====== RECORDS SHOWN ======

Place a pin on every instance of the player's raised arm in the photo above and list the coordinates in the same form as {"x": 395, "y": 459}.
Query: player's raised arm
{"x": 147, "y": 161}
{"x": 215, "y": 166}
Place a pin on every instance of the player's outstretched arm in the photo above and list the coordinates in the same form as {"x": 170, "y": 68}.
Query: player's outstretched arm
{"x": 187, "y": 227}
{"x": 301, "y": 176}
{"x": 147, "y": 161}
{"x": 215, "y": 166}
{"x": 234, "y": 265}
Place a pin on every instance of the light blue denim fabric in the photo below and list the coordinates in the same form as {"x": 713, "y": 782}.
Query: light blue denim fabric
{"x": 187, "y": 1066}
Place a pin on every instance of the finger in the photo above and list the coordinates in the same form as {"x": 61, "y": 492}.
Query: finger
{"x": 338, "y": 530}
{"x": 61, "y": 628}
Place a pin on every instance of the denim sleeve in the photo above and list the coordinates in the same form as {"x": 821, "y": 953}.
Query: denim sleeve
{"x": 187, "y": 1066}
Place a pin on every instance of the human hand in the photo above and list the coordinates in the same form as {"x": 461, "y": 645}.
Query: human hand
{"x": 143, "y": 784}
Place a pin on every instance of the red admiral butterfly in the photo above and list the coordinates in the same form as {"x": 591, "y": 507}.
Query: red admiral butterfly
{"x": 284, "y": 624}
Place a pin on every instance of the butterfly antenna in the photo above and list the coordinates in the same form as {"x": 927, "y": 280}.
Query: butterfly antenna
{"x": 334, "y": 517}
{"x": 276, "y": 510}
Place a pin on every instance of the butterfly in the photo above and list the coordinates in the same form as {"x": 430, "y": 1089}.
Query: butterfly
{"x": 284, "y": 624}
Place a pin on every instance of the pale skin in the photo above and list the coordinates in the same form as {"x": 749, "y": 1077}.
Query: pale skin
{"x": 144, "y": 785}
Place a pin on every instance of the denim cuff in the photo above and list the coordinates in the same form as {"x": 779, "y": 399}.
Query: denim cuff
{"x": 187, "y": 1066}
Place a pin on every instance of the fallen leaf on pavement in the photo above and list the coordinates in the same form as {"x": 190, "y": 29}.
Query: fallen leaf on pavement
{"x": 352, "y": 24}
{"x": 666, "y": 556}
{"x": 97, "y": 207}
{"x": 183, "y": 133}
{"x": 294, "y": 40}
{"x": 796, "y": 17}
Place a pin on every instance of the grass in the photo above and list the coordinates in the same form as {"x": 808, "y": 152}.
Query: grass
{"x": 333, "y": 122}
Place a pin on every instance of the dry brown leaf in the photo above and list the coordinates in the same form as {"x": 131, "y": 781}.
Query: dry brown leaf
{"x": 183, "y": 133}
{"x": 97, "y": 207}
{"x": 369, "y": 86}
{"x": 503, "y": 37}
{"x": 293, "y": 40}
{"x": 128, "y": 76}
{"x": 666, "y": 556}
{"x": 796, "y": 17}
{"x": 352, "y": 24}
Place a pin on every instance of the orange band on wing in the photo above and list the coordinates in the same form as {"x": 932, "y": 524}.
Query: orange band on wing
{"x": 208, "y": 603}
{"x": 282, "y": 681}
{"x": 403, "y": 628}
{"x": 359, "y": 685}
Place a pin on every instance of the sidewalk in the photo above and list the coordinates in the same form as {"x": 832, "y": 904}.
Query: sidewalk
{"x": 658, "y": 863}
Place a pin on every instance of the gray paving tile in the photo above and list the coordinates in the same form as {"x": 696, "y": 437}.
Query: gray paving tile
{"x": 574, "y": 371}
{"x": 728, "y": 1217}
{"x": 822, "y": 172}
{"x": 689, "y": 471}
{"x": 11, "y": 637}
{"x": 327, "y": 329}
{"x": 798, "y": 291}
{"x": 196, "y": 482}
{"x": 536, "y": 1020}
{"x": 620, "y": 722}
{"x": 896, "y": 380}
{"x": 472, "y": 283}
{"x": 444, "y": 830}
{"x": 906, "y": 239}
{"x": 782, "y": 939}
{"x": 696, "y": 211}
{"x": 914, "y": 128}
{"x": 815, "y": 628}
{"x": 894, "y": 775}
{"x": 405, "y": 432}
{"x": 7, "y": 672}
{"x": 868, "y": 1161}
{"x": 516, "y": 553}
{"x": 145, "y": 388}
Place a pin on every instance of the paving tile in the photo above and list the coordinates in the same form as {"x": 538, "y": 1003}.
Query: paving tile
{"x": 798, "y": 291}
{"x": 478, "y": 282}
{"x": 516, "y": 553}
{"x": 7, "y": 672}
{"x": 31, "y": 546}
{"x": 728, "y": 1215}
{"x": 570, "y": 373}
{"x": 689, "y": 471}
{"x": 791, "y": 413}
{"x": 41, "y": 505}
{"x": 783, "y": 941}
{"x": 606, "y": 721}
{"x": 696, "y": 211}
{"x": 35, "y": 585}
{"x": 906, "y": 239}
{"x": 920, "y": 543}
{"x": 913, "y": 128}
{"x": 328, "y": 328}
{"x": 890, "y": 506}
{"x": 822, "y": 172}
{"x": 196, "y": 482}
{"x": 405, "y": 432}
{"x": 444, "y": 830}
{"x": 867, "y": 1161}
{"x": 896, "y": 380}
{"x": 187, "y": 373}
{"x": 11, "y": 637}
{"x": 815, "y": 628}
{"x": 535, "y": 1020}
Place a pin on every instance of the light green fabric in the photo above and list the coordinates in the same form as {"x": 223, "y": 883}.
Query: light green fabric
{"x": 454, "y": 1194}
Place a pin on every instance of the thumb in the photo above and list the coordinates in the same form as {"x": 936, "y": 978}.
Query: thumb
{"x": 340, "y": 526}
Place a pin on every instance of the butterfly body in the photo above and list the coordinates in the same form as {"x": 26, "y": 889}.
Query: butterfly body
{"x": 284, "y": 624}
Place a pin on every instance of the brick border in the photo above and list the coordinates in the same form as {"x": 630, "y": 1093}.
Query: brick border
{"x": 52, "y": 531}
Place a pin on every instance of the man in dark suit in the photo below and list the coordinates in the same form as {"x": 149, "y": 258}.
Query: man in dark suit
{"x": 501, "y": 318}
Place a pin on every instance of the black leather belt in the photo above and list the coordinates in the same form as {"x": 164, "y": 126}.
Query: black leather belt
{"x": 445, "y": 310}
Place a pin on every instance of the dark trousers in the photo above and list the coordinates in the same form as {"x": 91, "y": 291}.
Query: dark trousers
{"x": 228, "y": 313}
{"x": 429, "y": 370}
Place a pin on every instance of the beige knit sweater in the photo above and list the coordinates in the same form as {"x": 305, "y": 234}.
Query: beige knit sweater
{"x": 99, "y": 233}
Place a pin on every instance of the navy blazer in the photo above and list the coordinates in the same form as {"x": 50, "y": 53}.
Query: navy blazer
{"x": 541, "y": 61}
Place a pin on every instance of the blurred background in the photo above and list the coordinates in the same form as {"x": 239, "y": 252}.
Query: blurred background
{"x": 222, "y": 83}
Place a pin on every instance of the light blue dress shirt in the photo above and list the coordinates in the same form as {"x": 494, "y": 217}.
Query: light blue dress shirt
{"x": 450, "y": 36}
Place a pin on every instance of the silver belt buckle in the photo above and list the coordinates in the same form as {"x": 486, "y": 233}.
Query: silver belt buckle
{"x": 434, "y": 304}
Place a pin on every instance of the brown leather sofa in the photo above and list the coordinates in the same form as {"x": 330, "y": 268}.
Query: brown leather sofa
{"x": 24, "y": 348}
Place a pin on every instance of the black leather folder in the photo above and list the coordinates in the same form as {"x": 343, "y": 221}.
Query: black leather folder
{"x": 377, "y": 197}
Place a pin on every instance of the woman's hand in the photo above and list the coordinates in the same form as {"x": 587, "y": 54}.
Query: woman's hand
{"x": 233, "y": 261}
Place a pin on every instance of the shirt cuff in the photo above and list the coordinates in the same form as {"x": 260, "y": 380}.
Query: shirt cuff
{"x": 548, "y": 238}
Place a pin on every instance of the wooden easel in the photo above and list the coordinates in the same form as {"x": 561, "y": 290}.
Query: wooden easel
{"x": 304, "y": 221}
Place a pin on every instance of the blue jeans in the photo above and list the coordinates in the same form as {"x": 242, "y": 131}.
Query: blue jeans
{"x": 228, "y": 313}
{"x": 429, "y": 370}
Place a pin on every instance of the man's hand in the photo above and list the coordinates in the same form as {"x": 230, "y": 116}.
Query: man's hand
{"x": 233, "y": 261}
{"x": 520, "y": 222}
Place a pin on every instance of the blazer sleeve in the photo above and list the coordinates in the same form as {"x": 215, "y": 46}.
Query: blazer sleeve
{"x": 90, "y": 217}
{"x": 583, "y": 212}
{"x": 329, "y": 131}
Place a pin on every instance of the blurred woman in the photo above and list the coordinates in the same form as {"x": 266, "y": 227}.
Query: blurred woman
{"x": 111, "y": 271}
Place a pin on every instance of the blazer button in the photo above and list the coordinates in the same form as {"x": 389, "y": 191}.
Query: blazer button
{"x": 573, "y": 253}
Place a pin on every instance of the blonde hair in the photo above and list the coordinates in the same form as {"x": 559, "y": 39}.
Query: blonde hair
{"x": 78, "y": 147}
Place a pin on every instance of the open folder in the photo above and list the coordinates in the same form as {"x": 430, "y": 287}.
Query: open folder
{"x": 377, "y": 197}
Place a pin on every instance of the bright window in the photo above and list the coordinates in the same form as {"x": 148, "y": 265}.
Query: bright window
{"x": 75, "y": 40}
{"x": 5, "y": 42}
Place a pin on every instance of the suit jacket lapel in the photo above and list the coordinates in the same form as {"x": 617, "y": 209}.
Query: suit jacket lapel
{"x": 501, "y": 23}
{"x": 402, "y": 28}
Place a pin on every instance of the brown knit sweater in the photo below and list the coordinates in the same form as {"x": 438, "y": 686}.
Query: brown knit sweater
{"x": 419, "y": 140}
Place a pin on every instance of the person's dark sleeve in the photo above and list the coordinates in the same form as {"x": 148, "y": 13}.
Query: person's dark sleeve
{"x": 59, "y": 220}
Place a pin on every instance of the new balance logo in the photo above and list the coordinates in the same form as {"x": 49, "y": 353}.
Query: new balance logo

======

Give again, word for word, every line from the one holding "Place a pin on every instance of the blurred woman" to the end of the data.

Place a pin on every instance of the blurred woman in the photo above and list the coordinates in the same form as {"x": 266, "y": 227}.
Query: blurred woman
{"x": 111, "y": 271}
Place a pin on every instance of the blazer button in the photo above and list the coordinates in the same form as {"x": 389, "y": 191}.
Query: blazer button
{"x": 573, "y": 253}
Place a pin on every instance of the blonde hair in the photo above and list the coordinates in the same form as {"x": 559, "y": 39}.
Query: blonde hair
{"x": 78, "y": 147}
Place a pin on every instance of the open folder in the photo above and list the coordinates in the same form as {"x": 430, "y": 287}.
Query: open folder
{"x": 377, "y": 197}
Place a pin on every instance of the bright window in the photo above and list the coordinates in the same form as {"x": 148, "y": 265}.
Query: bright window
{"x": 75, "y": 40}
{"x": 5, "y": 42}
Place a pin on every instance of the suit jacket lapel in the photo above and list the coordinates in the same form as {"x": 617, "y": 209}.
Query: suit jacket lapel
{"x": 501, "y": 23}
{"x": 402, "y": 28}
Place a pin on every instance of the brown knit sweater in the photo below and list the coordinates in the same form as {"x": 438, "y": 686}.
Query: brown knit sweater
{"x": 419, "y": 140}
Place a pin on every instance of the person's dark sleeve in the photo above and list the coordinates in the same form as {"x": 148, "y": 13}.
Query: person's dark sleeve
{"x": 59, "y": 220}
Place a pin on every instance of the new balance logo in the photo above and list the coordinates in the same form as {"x": 49, "y": 353}.
Query: new balance logo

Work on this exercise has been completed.